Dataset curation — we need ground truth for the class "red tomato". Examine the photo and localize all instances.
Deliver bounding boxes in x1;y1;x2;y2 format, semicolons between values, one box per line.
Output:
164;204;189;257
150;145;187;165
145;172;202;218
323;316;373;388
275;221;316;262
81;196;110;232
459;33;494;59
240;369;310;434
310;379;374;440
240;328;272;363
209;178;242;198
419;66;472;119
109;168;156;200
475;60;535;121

**Your task**
Each entry above is to be copied out exactly.

**Exercise result**
Dataset curation — we need ground truth for the class "red tomato". Examine the photo and localize all instances.
Deliver bounding boxes in x1;y1;x2;y2 format, semicolons between values, one box per line.
Output:
164;204;189;257
150;145;187;165
145;172;202;218
323;316;373;388
275;221;316;262
81;196;110;232
459;33;494;59
240;369;310;434
310;379;374;440
240;328;272;363
209;178;242;198
419;66;472;119
109;168;156;200
475;60;535;121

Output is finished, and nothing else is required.